> AIM:
Leave out the pictures and repeat the data exactly.

*** GIVEN RECORDS ***

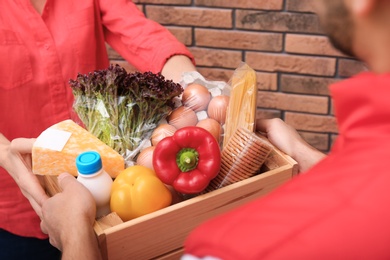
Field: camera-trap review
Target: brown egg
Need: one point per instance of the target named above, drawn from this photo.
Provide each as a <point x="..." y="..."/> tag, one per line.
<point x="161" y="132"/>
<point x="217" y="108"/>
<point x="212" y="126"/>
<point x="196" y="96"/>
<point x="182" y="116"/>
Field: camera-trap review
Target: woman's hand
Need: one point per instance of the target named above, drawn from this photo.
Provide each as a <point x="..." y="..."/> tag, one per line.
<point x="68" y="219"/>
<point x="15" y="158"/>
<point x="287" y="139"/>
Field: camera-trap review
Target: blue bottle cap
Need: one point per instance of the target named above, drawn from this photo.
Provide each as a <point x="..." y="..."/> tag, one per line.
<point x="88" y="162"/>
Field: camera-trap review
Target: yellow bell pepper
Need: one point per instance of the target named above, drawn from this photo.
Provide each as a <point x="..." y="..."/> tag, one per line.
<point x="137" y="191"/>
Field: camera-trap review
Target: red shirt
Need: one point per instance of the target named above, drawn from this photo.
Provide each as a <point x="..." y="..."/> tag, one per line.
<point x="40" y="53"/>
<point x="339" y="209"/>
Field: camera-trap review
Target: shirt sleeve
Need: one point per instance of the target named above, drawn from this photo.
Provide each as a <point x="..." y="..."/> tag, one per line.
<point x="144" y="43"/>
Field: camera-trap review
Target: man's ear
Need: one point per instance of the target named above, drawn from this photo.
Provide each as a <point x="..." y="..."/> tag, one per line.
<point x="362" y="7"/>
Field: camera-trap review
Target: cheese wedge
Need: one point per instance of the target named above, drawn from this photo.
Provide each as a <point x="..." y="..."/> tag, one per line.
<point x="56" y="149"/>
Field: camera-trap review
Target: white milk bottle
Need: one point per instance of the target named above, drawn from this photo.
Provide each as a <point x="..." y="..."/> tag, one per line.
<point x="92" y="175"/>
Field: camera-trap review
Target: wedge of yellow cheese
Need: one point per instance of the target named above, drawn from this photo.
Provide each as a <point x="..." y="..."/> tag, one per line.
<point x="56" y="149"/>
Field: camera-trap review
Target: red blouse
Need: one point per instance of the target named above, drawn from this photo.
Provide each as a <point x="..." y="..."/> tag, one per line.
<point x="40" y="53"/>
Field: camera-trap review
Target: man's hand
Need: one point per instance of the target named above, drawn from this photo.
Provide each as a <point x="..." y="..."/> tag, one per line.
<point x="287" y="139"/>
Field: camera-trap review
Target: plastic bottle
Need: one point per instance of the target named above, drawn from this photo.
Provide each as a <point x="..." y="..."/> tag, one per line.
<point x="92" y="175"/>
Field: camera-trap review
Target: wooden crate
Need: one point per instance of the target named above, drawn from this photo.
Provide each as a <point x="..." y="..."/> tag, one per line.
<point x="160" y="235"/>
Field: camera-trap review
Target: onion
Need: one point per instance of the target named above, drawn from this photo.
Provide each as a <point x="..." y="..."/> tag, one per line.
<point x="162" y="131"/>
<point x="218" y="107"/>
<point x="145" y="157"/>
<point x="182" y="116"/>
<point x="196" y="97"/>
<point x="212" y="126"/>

***

> EXERCISE ANSWER:
Field: camera-trap review
Target: brown egg
Need: one point per instance of the target named above, drawn from this photo.
Provide each as a <point x="..." y="..."/> tag, one per line.
<point x="161" y="132"/>
<point x="217" y="108"/>
<point x="212" y="126"/>
<point x="196" y="96"/>
<point x="182" y="116"/>
Field: camera-trap review
Target: woman's hand
Need: one point per instance of the target named above, drawn from this photo.
Provide each as a <point x="..." y="..."/> tag, one per line.
<point x="68" y="219"/>
<point x="15" y="158"/>
<point x="287" y="139"/>
Field: camera-trap review
Target: blue bottle cap
Need: one point per instance of the target named above, drawn from this photo.
Provide each as a <point x="..." y="..."/> tag, one per line.
<point x="88" y="162"/>
Field: camera-trap review
Target: yellow bell pepper
Need: one point per instance of the target named above, drawn from this photo.
Provide each as a <point x="..." y="..."/> tag, one per line.
<point x="137" y="191"/>
Field: camera-trap review
Target: red shirt
Need: one point per instance of the target named above, drawn from this photo.
Provide each as a <point x="..." y="..."/> tag, one per line.
<point x="40" y="53"/>
<point x="339" y="209"/>
Field: camera-trap review
Target: shirt sleeve
Need: one point per instance of the target named above, drawn from this photo.
Provide each as a <point x="..." y="..."/> tag, one per line.
<point x="144" y="43"/>
Field: camera-trap review
Target: man's ear
Need: one point per instance of the target named above, drawn from this photo.
Provide each as a <point x="..." y="..."/> tag, one per line.
<point x="362" y="7"/>
Field: camera-trap review
Target: cheese wedge
Need: one point per instance of the target named above, drawn from this photo.
Provide each as a <point x="..." y="..."/> tag, one per line.
<point x="56" y="149"/>
Field: camera-trap review
Target: white milk bottle
Need: one point per instance of the target named above, drawn from this photo.
Provide each as a <point x="..." y="..."/> tag, one per line.
<point x="92" y="175"/>
Field: camera-trap review
Target: wedge of yellow cheese
Need: one point per instance of the target named above, drawn from this photo.
Provide each as a <point x="..." y="..."/> tag, one per line.
<point x="56" y="149"/>
Field: camera-trap review
Target: red blouse
Need: one point per instance of the target named above, drawn from this photo.
Provide each as a <point x="..." y="..."/> tag, one per line.
<point x="40" y="53"/>
Field: camera-trap review
Target: man's hand
Need: one point per instance of the target named above, drawn from this photo.
Provide each as a <point x="..." y="..."/> tag, one per line.
<point x="287" y="139"/>
Field: camera-trap review
Target: plastic bottle
Need: one point per instance of the target named above, drawn from this photo.
Provide each as a <point x="..." y="..."/> tag, one per line.
<point x="92" y="175"/>
Field: camera-trap review
Target: wooden crate
Need: one point per instance of the target named above, drawn from this photo.
Provide each as a <point x="..." y="..."/> tag, one per line.
<point x="160" y="235"/>
Field: camera-trap review
Target: onion
Need: one point per instance of the target named above, drawn from this photo.
Provide each as a <point x="..." y="..."/> tag, one per line.
<point x="162" y="131"/>
<point x="218" y="107"/>
<point x="145" y="157"/>
<point x="182" y="116"/>
<point x="196" y="97"/>
<point x="212" y="126"/>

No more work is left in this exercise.